- Quoted text:
Born to Dog Run: My Fight With The NYC OpenData Dog Run API


NYC OpenData API

Last week I was introduced to the NYC OpenData API and I started poking around. I thought it would be fun to make a little program and see if the past few months of learning Ruby could actually produce something tangible. I figured that there was going to be some data set among the 1300+ on the NYC OpenData site that was both manageable and interesting enough to devote some time parsing. So I found myself gravitating towards the one that had dogs.

NYC OpenData provides an XML directory of dog runs and off-leash areas. A typical entry looks like this:

<Name>Wallenberg Forest Park Off-Leash Area</Name>
<Address>Palisade Avenue, Douglas Avenue, West 235 Street</Address>

It is a nightmare

Honestly this data set is not malicious. It is just very confused. It does not appear to know what it wants to let its users know or even if it wants its users to know anything at all. I am guessing that this data set just lists all parks on that contain "dog friendly areas." This information might be easy for them to pull off their own website, as parks with dog friendly areas are flagged with this dog friendly cartoon: dog. But it does not make for easy programming.

- Tasks and exercises:
a. In the post about the NYC OpenData dog run data, reproduce word for word everything from "NYC OpenData provides" up to and including "for easy programming.".
b. Keep writing the post about the NYC OpenData dog run data, starting right after its last sentence.

[Location identification entries]
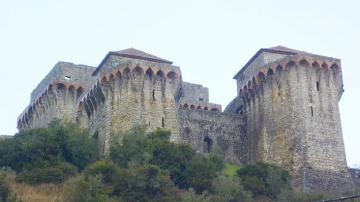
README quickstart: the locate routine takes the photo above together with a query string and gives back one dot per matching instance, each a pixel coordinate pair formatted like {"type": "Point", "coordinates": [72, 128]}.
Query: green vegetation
{"type": "Point", "coordinates": [144, 167]}
{"type": "Point", "coordinates": [230, 169]}
{"type": "Point", "coordinates": [46, 155]}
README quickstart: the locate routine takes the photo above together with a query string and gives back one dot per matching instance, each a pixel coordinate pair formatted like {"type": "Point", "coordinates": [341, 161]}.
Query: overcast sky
{"type": "Point", "coordinates": [209, 40]}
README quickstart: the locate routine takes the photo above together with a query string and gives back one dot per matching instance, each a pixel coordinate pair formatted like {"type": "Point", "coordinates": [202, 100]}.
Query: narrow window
{"type": "Point", "coordinates": [207, 145]}
{"type": "Point", "coordinates": [317, 86]}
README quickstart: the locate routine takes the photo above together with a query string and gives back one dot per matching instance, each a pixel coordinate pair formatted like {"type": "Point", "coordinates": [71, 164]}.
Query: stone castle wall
{"type": "Point", "coordinates": [213, 131]}
{"type": "Point", "coordinates": [130, 94]}
{"type": "Point", "coordinates": [292, 110]}
{"type": "Point", "coordinates": [286, 111]}
{"type": "Point", "coordinates": [56, 95]}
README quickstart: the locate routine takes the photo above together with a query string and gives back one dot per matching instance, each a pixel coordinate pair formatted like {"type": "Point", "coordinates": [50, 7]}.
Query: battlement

- Results by task:
a.
NYC OpenData provides an XML directory of dog runs and off-leash areas. A typical entry looks like this:

<Name>Wallenberg Forest Park Off-Leash Area</Name>
<Address>Palisade Avenue, Douglas Avenue, West 235 Street</Address>

It is a nightmare

Honestly this data set is not malicious. It is just very confused. It does not appear to know what it wants to let its users know or even if it wants its users to know anything at all. I am guessing that this data set just lists all parks on that contain "dog friendly areas." This information might be easy for them to pull off their own website, as parks with dog friendly areas are flagged with this dog friendly cartoon: dog. But it does not make for easy programming.

b.
Any program that uses the Dog Run API would likely want to know the name of the dog friendly area, it's location, and whether it is a dog run or a larger off-leash area. However the above code does not make the first two pieces of data very clear or standardized.

Wallenberg Forrest

First, consider the name. In the above example, the dog run is the called "Wallenberg Forest Park Off-Leash Area." This area is part of the Raoul Wallenberg Forest, a beautiful little patch of trees across the street from my elementary school (P.S. 24 class of '99 RULES!). But until I searched for "Raoul Wallenberg Forest" while writing this post I had no idea that was the official name for this park. I always had referred to it mentally as the part of Seton Park where the kids who had pegs on their bikes hung out. This is not a very useful name either, though it made me think more carefully about all of the names in the API. Also it made me feel a longing for my lost childhood.

An Address Ain't Nothing Without A Number

While I could moan and groan about the official name of the park where I learned to ride a bike (that didn't even have pegs) naming wouldn't matter if I had a good address to look up. Other APIs in NYC OpenData (like the DYCD After School Program API) have location attributes that both list latitude and longitude coordinates and a human readable street address. As you can see in the Wallenberg Forest entry, the dog run API has neither:

<Address>Palisade Avenue, Douglas Avenue, West 235 Street</Address>

The address is just a comma separated list of three streets that do not intersect (here I am pulling data from my childhood). Some address entries are more specific and list intersections or ranges of blocks. A few entries indicate the whole park is dog friendly. The address attribute for Central Park is particularly fun:

Though there are no enclosed dog runs, there are 23 particularly dog-friendly areas scattered throughout the Park.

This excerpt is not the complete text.